Short exercise
Please repeat the lines from the first one through the line holding "x=303, y=106", inclusive, requests and all, shifting every answer coordinate by adding -133 to it. Omit the pictures.

Point annotation records

::::::::

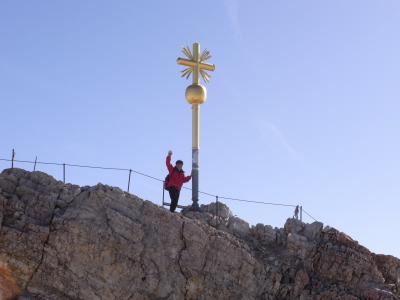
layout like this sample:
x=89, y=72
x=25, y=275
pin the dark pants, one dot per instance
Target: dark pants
x=174, y=195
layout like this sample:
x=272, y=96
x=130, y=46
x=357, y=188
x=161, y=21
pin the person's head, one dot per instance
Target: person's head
x=179, y=164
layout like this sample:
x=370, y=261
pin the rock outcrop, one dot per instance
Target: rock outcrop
x=62, y=241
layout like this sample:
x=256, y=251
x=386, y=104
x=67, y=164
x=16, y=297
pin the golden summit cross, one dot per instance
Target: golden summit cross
x=196, y=63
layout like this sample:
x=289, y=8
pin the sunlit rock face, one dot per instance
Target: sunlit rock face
x=62, y=241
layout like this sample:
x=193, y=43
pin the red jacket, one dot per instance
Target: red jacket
x=176, y=178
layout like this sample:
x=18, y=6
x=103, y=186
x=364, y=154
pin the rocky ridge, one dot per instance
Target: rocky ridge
x=62, y=241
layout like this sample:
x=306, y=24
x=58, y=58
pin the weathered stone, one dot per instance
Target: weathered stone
x=61, y=241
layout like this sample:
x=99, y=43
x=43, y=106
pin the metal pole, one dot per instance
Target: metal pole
x=301, y=213
x=12, y=159
x=216, y=206
x=129, y=179
x=195, y=155
x=163, y=192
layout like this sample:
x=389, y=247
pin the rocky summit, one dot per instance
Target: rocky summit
x=62, y=241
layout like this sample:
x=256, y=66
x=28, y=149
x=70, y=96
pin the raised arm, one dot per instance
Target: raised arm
x=187, y=178
x=168, y=163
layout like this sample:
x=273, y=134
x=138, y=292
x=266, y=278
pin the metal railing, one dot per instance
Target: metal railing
x=298, y=209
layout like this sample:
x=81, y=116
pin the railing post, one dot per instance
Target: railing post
x=163, y=192
x=12, y=159
x=301, y=213
x=216, y=206
x=129, y=179
x=64, y=172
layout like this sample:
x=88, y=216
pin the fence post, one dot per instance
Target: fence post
x=301, y=213
x=163, y=193
x=216, y=206
x=129, y=179
x=64, y=172
x=12, y=159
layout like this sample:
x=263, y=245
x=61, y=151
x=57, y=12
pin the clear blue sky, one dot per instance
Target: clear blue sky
x=303, y=106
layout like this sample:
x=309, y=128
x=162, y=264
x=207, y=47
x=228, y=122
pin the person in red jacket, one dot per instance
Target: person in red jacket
x=176, y=179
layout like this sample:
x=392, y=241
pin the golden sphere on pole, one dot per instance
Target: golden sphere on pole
x=196, y=94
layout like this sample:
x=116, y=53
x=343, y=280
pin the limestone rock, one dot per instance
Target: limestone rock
x=61, y=241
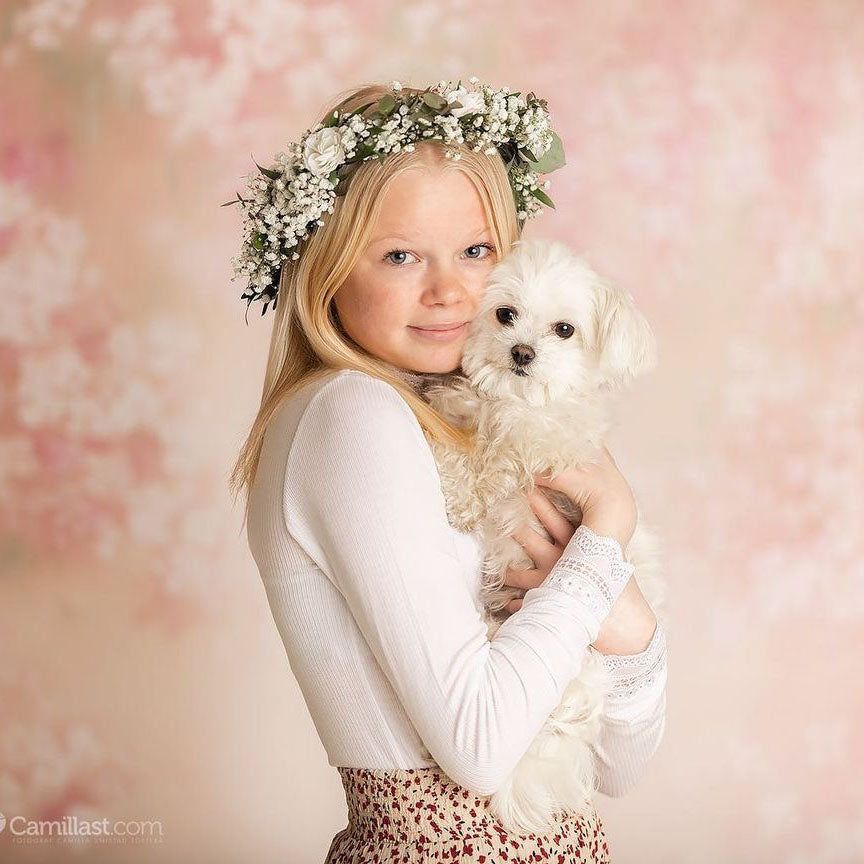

::::::::

Output for this exercise
layout like this sample:
x=89, y=72
x=25, y=275
pin the dark pants, one dot per instance
Target: dark pants
x=41, y=62
layout like this sample:
x=272, y=96
x=130, y=46
x=357, y=188
x=161, y=21
pin the person's head, one dot per instance
Target: person's head
x=46, y=31
layout like this sample:
x=370, y=261
pin the rock outcrop, one dot per instance
Target: rock outcrop
x=-71, y=108
layout like this sample:
x=256, y=251
x=386, y=104
x=67, y=164
x=16, y=297
pin the golden summit cross, one dot per instance
Target: golden summit cross
x=63, y=-70
layout like this sample:
x=289, y=8
pin the sunlit rock face, one dot per instance
Target: sunlit rock face
x=-71, y=108
layout like this sample:
x=193, y=43
pin the red jacket, one dot per instance
Target: red jacket
x=43, y=45
layout like this sample:
x=18, y=6
x=103, y=186
x=364, y=154
pin the rocky ridge, one dot per instance
Target: rocky ridge
x=-71, y=108
layout like this sample:
x=306, y=24
x=58, y=58
pin the weathered stone, one dot per instance
Target: weathered stone
x=-72, y=108
layout like this sample:
x=99, y=43
x=43, y=106
pin the metal pole, one dot per instance
Target: metal pole
x=168, y=80
x=-121, y=26
x=83, y=73
x=-4, y=46
x=62, y=22
x=30, y=59
layout like this sample:
x=389, y=247
pin the rocky summit, one dot per instance
Target: rocky summit
x=-71, y=108
layout like this sample:
x=256, y=66
x=28, y=149
x=70, y=96
pin the raised arm, one dot per instance
Target: raised arm
x=54, y=45
x=35, y=30
layout like this sample:
x=273, y=134
x=138, y=292
x=266, y=278
pin the metal railing, one dot per instance
Target: metal railing
x=165, y=76
layout like this sample:
x=81, y=116
pin the railing post, one dot per instance
Target: railing post
x=30, y=59
x=-121, y=26
x=168, y=80
x=83, y=73
x=-4, y=46
x=-69, y=39
layout like this sample:
x=88, y=216
pin the fence post, one dot per instance
Target: fence post
x=168, y=80
x=30, y=60
x=83, y=73
x=-4, y=46
x=-69, y=39
x=-121, y=26
layout like this sample:
x=263, y=245
x=61, y=151
x=57, y=12
pin the clear blue sky, one dot per instance
Target: clear blue sky
x=170, y=-27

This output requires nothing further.